TÂCHE A = Dans l'extrait, relevez chaque compositeur nommé dans le passage allant de « Verdi, ridicule » à « Paganini, enflé », avec l'adjectif qui lui est attribué.

EXTRAIT DU DOCUMENT =
Le Titien aboie, le Caravage passe.
Toute vérité n’est pas bonne à tout faire.
Le mal dominant.
L’Âge d’or s’est mué en Auge d’art.
Le beauf en gelée.
Du porc casher.
Avoir un frère chanoine.
Walkyrie eleison.
Être un mari-couche-toi-là.
Devise : Rester coriace.
MUSIQUE
Musique : ce mot qu’il faudrait toujours écrire en italique, pour le laisser apparaître dans tout son élan.
Personne ne sait combien il y a d’accords de septième diminuée dans le Requiem de Mozart ; mais il suffirait de compter.
L’intelligence d’Einstein structurée comme celle de Mozart.
On ne devient pas mozartien, on le naît.
Amadeus, l’infâme film de Milos Forman, qui prétend montrer que Mozart était un homme comme tout le monde.
Le bassiste Scott LaFaro, qui prenait ses douches bras tendus, de peur que l’eau ne ramollisse les cals qu’il avait aux doigts.
Le son doré de Guilels.
David Oïstrakh le magnifique, avec sa tête d’agent du KGB.
La soprano Kathleen Battle, chanteuse sans grande importance mais persuadée du contraire. Son chauffeur la conduit dans une ville européenne. Elle ne parle pas à son chauffeur ; pour lui demander de baisser la climatisation, elle téléphone à son agent à New York, qui appelle le chauffeur.
Le chef d’orchestre Kurt Masur, qui raconte avoir entendu un jour dans sa voiture la plus belle interprétation de la cinquième symphonie de Schubert. Il se gare, écoute jusqu’au bout, émerveillé. Qui donc dirige si bien ? C’était l’Orchestre Philharmonique de Berlin qui jouait sans chef.
Frans Brüggen, qui voyait dans le vibrato des violonistes d’orchestre un des enjeux de la Guerre froide. Moscou contre New York : c’était à qui vibrerait le plus.
Les mains de violoncelliste de Jacques Chirac.
L’indication la plus fréquente (et de loin), dans Couperin : “Sans lenteur.”
Karajan, qui réclame des toilettes personnelles à Bayreuth. Le chef wagnérien Hans Knappertsbusch commente : « Les autres cabinets sont pour les autres trous du cul. »
La femme chic, bijoux et coiffure plus haut que son cul, au pianiste, après son récital : « Et à part jouer du piano, vous faites quoi comme métier ? »
Samson François, qui ne voulait pas jouer Brahms. Cela lui faisait mal aux doigts rien que d’y penser, disait-il.
Verdi, ridicule. Rossini, laid. Donizetti, stupide. Bellini, niais. Boccherini, assommant. Vivaldi, élémentaire. Corelli, tout juste passable. Paganini, enflé.
Pergolèse, enfantin. Si l’on met à part Scarlatti, plus ibérique qu’italien, on peut affirmer qu’il ne s’est rien passé d’intéressant en musique en Italie entre le XVII siècle et Puccini.
(Suite) En Angleterre, rien depuis Purcell, rien, rien, rien. Si : n’ayons garde d’oublier Benjamin Britten, remarquable pianiste.

TÂCHE B = Recopiez à l'identique, dans les enregistrements, les lignes allant de celle qui contient « # draw the outline of every instance of the sunlight » jusqu'à celle qui contient « M 271 209 L », ces deux lignes comprises.

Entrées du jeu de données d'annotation
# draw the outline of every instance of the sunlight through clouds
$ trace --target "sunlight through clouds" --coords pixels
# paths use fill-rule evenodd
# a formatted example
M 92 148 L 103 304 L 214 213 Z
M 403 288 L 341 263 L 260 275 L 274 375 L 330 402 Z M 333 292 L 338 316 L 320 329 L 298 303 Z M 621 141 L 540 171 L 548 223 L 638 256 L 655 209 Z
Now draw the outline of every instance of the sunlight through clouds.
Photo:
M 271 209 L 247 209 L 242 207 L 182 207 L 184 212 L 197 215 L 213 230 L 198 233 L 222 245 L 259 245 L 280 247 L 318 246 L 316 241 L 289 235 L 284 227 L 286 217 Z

==

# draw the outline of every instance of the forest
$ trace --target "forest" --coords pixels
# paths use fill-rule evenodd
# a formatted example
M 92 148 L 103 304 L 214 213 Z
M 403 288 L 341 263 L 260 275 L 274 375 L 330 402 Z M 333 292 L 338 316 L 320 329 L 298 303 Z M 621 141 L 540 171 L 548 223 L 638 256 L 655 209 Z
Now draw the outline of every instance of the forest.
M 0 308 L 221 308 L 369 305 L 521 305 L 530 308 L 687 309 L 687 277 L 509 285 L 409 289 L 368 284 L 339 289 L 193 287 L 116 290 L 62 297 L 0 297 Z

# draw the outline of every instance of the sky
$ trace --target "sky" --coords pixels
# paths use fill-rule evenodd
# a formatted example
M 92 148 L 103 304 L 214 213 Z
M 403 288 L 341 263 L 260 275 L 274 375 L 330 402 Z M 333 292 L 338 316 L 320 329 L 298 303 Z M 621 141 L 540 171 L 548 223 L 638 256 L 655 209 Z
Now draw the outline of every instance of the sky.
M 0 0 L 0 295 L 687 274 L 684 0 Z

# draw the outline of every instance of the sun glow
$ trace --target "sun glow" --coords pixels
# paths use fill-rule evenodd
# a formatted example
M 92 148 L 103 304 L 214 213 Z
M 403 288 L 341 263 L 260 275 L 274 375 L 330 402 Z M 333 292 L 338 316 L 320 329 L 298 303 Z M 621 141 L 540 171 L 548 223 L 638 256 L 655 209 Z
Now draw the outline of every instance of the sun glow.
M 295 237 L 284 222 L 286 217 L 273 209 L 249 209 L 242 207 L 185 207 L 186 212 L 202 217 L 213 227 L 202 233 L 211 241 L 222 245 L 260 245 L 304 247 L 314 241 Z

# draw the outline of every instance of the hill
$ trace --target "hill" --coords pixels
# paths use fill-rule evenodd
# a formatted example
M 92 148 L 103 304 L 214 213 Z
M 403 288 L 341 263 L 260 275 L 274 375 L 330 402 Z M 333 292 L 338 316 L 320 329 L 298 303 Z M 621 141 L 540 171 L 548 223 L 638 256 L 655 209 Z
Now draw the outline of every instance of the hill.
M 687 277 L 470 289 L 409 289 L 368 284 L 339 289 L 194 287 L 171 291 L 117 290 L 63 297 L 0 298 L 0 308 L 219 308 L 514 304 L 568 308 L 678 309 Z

* * *

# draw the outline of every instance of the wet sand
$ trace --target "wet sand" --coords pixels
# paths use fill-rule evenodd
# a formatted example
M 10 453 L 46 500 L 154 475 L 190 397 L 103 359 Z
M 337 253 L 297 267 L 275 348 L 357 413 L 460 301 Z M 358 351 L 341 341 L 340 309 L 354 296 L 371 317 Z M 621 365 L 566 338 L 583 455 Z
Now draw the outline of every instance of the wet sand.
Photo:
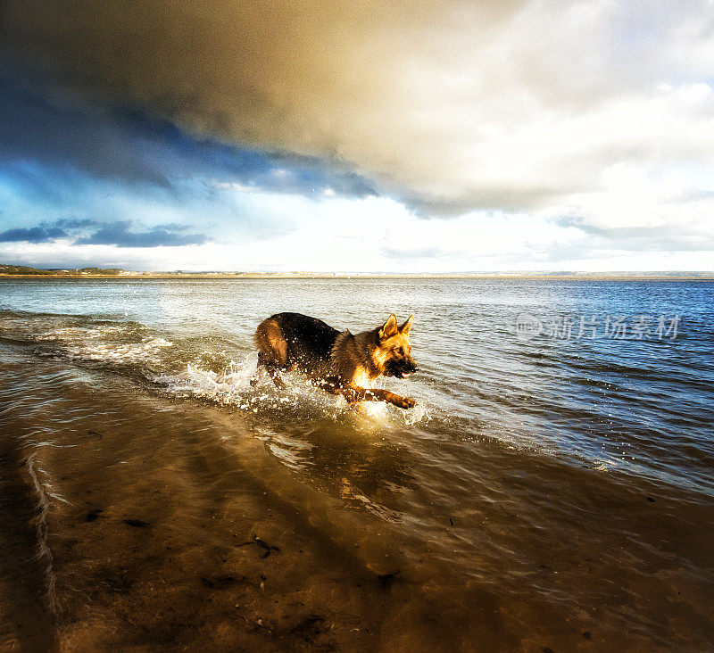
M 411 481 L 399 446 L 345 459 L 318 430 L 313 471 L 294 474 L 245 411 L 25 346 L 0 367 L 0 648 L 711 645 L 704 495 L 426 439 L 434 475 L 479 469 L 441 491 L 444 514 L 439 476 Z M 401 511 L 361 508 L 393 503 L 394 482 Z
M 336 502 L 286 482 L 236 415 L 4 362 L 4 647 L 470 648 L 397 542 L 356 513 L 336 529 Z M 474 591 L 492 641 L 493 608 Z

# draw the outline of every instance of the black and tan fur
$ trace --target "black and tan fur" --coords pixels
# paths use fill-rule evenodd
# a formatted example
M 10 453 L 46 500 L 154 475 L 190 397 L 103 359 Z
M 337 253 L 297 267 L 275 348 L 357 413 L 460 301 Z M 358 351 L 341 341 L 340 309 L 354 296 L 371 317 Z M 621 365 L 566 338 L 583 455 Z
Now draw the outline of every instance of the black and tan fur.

RÉSULTAT ATTENDU A =
Verdi : ridicule
Rossini : laid
Donizetti : stupide
Bellini : niais
Boccherini : assommant
Vivaldi : élémentaire
Corelli : tout juste passable
Paganini : enflé

RÉSULTAT ATTENDU B =
# draw the outline of every instance of the sunlight through clouds
$ trace --target "sunlight through clouds" --coords pixels
# paths use fill-rule evenodd
# a formatted example
M 92 148 L 103 304 L 214 213 Z
M 403 288 L 341 263 L 260 275 L 274 375 L 330 402 Z M 333 292 L 338 316 L 320 329 L 298 303 Z M 621 141 L 540 171 L 548 223 L 638 256 L 655 209 Z
Now draw the outline of every instance of the sunlight through clouds.
Photo:
M 271 209 L 247 209 L 242 207 L 182 207 L 184 212 L 197 215 L 213 230 L 198 233 L 222 245 L 259 245 L 280 247 L 318 246 L 316 241 L 289 235 L 284 227 L 286 217 Z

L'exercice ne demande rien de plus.